* _Extract_:
○ ○ ○ ○ ○ ○ ○
Skip to main content

RPO and RTO

Recovery Point Objective (RPO) and Recovery Time Objective (RTO) define data durability and service restoration timelines, respectively. In Temporal Cloud, these objectives vary depending on your deployment configuration and the scope of any failure.

Recovery Point Objective and Recovery Time Objective for Temporal Cloud can be considered within these scenarios:

  1. High Availability features enabled (same-region, multi-region, or multi-cloud replication): Sub-1-minute RPO and 20 minutes or less RTO
  2. Default (non-HA) namespace, regional failure: 8-hour RPO and RTO
  3. Default (non-HA) namespace, availability zone failure: 0 RPO and RTO

Which objective is relevant to your organization is driven by whether you map data center loss to a regional loss or a zonal loss. Temporal Cloud delivers different RPO/RTOs based on these scenarios because of the way our platform performs writes to our data provider.

High Availability, Regional Failure

Temporal Cloud offers High Availability. High availability ensures that a system remains operational with minimal downtime.

As Workflows progress in the active region, history events are asynchronously replicated to the standby region. In case of an incident or outage in the active region, Temporal Cloud will fail over to the standby region so that existing Workflow Executions will continue to run and new Executions can be started.

Recovery Point Objective (RPO) - sub-1-minute

Temporal Cloud is designed to limit data loss after recovery when the incident triggering the failover is resolved.

Temporal Cloud strives to maintain a P95 replication lag of less than 1 minute. In this context, P95 means 95% of updates are processed faster than this limit.

The recovery point objective RPO is near-zero. There may be a short period of time—the replication lag—during the incident when some data may be unavailable

Recovery Time Objective (RTO) - 20 minutes

Recovery time objective (RTO) for Temporal Cloud is 20 minutes or less per incident.

Default (non-HA) Namespace, Regional Failure

Temporal Cloud Namespace data is backed up by our data provider. For a single region Namespace, data must be restored in order to recover in the event of regional failure (i.e., logical corruption).

Temporal Cloud is beholden to our data provider backup constraints, so in this scenario it leads to the following objectives for regional failure:

Recovery Point Objective (RPO) - 8 hours

  • Our data provider “snapshot” duration which is 4 hours
  • The time window of 4 hours allocated to detection of corruption point before we mitigate.
○ ○ ○ ○ ○ ○ ○
Stored dataset items
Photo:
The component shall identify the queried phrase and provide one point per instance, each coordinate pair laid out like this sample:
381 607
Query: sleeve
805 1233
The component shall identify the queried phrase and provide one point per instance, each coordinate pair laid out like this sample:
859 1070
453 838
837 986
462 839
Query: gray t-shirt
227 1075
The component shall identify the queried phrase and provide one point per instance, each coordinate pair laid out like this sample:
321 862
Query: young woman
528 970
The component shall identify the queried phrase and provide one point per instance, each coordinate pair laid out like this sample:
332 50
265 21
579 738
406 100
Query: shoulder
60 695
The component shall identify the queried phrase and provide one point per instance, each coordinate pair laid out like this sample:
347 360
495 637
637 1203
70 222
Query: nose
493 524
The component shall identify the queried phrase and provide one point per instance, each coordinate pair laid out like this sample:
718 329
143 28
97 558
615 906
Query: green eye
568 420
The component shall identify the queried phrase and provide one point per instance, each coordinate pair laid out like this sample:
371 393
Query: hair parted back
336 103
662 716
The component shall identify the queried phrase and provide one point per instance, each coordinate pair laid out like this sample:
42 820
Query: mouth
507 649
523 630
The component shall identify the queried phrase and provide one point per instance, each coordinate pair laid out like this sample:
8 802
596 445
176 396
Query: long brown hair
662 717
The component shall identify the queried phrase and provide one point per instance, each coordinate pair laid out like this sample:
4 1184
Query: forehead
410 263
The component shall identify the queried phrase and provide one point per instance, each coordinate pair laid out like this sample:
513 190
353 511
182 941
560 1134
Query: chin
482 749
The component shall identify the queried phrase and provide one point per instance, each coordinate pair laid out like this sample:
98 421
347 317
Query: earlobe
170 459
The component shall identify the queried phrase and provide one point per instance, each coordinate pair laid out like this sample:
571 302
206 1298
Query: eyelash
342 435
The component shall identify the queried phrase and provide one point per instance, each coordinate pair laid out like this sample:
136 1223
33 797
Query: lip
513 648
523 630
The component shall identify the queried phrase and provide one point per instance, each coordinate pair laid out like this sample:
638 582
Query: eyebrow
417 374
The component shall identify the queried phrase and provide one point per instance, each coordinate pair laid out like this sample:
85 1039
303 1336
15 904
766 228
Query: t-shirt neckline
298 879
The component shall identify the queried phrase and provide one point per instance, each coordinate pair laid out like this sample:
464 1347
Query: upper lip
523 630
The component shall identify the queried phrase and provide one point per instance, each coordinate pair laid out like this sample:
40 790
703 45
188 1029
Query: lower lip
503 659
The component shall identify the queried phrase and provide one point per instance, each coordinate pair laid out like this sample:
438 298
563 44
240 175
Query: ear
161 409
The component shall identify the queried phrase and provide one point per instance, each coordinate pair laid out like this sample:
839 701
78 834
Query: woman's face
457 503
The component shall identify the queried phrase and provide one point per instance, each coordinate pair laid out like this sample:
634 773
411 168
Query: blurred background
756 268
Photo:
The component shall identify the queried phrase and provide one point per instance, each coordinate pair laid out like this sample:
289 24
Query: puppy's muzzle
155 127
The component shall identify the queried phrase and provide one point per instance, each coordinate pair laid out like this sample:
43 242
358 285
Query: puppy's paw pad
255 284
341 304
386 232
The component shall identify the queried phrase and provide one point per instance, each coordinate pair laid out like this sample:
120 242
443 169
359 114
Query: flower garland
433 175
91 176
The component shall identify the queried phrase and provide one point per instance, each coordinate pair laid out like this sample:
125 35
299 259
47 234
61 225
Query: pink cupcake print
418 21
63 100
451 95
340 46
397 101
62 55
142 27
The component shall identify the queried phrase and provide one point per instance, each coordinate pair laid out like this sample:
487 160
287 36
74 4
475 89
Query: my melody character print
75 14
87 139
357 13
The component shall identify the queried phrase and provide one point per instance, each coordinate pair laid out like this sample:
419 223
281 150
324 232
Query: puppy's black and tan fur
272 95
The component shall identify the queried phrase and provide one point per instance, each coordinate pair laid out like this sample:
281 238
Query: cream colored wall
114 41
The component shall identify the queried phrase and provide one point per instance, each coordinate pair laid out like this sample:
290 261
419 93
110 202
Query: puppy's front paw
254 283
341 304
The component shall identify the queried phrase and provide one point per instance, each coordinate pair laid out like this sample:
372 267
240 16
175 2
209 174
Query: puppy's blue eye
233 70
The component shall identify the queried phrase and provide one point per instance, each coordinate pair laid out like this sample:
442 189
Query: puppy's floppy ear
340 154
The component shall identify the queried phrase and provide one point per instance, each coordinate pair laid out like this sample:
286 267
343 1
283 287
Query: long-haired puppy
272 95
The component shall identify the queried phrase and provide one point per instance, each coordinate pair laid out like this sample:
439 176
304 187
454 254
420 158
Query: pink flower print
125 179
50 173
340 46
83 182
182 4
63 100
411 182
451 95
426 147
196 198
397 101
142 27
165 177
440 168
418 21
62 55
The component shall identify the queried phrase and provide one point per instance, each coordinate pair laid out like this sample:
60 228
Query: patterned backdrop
○ ○ ○ ○ ○ ○ ○
Repeat the RPO and RTO page word for word, everything from "Recovery time objective (RTO) for" down to "before we mitigate.". The records come from a different source than the text above them.

* _Exercise result_:
Recovery time objective (RTO) for Temporal Cloud is 20 minutes or less per incident.

Default (non-HA) Namespace, Regional Failure

Temporal Cloud Namespace data is backed up by our data provider. For a single region Namespace, data must be restored in order to recover in the event of regional failure (i.e., logical corruption).

Temporal Cloud is beholden to our data provider backup constraints, so in this scenario it leads to the following objectives for regional failure:

Recovery Point Objective (RPO) - 8 hours

  • Our data provider “snapshot” duration which is 4 hours
  • The time window of 4 hours allocated to detection of corruption point before we mitigate.